» **Record excerpts**
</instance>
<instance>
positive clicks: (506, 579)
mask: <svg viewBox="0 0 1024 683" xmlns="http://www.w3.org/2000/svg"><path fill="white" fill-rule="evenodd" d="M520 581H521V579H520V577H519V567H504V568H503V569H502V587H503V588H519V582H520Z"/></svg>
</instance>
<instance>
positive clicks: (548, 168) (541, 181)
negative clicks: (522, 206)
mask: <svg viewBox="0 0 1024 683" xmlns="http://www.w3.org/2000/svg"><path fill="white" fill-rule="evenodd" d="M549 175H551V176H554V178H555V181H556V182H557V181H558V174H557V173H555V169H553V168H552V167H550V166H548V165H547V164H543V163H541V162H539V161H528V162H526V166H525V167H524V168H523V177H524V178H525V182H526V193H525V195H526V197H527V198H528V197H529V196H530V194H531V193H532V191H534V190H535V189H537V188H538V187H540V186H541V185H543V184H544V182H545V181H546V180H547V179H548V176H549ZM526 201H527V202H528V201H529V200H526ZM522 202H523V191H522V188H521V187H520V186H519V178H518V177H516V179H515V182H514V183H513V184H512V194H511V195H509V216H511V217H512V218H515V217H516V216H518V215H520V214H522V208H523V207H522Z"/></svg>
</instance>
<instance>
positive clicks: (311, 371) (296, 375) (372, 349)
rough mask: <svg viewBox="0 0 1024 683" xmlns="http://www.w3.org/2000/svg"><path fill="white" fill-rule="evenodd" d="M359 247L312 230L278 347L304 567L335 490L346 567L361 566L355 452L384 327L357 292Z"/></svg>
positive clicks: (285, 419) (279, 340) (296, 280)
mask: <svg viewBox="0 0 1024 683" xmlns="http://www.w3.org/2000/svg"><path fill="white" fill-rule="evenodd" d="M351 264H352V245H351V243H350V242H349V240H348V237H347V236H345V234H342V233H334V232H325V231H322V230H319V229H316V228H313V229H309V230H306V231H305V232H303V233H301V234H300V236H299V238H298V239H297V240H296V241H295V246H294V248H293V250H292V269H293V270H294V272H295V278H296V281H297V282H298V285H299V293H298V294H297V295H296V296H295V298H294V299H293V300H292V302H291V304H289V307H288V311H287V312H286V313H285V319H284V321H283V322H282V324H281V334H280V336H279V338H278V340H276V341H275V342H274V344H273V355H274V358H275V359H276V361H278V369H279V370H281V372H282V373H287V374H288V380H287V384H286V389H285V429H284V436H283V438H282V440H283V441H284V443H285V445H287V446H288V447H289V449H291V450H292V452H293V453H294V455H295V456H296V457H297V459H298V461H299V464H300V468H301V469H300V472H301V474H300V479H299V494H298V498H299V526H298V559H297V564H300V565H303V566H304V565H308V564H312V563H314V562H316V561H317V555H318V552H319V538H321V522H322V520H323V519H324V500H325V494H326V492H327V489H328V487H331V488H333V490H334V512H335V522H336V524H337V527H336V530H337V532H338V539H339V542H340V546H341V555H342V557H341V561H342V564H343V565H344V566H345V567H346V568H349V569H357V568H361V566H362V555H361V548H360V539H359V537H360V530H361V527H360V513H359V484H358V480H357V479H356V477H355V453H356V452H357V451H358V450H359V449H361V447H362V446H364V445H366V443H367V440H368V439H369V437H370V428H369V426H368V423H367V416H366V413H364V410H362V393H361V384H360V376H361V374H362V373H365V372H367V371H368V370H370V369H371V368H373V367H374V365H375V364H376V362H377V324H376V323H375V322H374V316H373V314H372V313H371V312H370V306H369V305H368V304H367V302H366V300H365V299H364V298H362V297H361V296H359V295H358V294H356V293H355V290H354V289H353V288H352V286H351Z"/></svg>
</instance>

» **The problem**
Can you write out the lines above, from the first one through the one containing "rough mask: <svg", exactly as they appear and nothing more?

» **Task answer**
</instance>
<instance>
positive clicks: (506, 579)
mask: <svg viewBox="0 0 1024 683" xmlns="http://www.w3.org/2000/svg"><path fill="white" fill-rule="evenodd" d="M520 581H521V579H520V577H519V567H504V568H503V569H502V587H503V588H519V582H520Z"/></svg>
</instance>
<instance>
positive clicks: (548, 168) (541, 181)
negative clicks: (522, 206)
mask: <svg viewBox="0 0 1024 683" xmlns="http://www.w3.org/2000/svg"><path fill="white" fill-rule="evenodd" d="M549 175H551V176H554V178H555V181H556V182H557V181H558V174H557V173H555V169H553V168H552V167H550V166H548V165H547V164H543V163H541V162H539V161H528V162H526V166H525V167H524V168H523V177H524V178H525V182H526V193H525V195H526V197H527V198H528V197H529V196H530V194H531V193H532V191H534V190H535V189H537V188H538V187H540V186H541V185H543V184H544V182H545V181H546V180H547V179H548V176H549ZM526 201H527V202H528V201H529V200H526ZM522 202H523V191H522V188H521V187H520V186H519V178H518V177H516V179H515V182H514V183H513V184H512V194H511V195H509V216H511V217H512V218H515V217H516V216H518V215H520V214H522V208H523V207H522Z"/></svg>
</instance>
<instance>
positive clicks: (311, 371) (296, 375) (372, 349)
rough mask: <svg viewBox="0 0 1024 683" xmlns="http://www.w3.org/2000/svg"><path fill="white" fill-rule="evenodd" d="M359 247L312 230L278 347L304 567L335 490L346 567L361 566L355 452L384 327L357 292Z"/></svg>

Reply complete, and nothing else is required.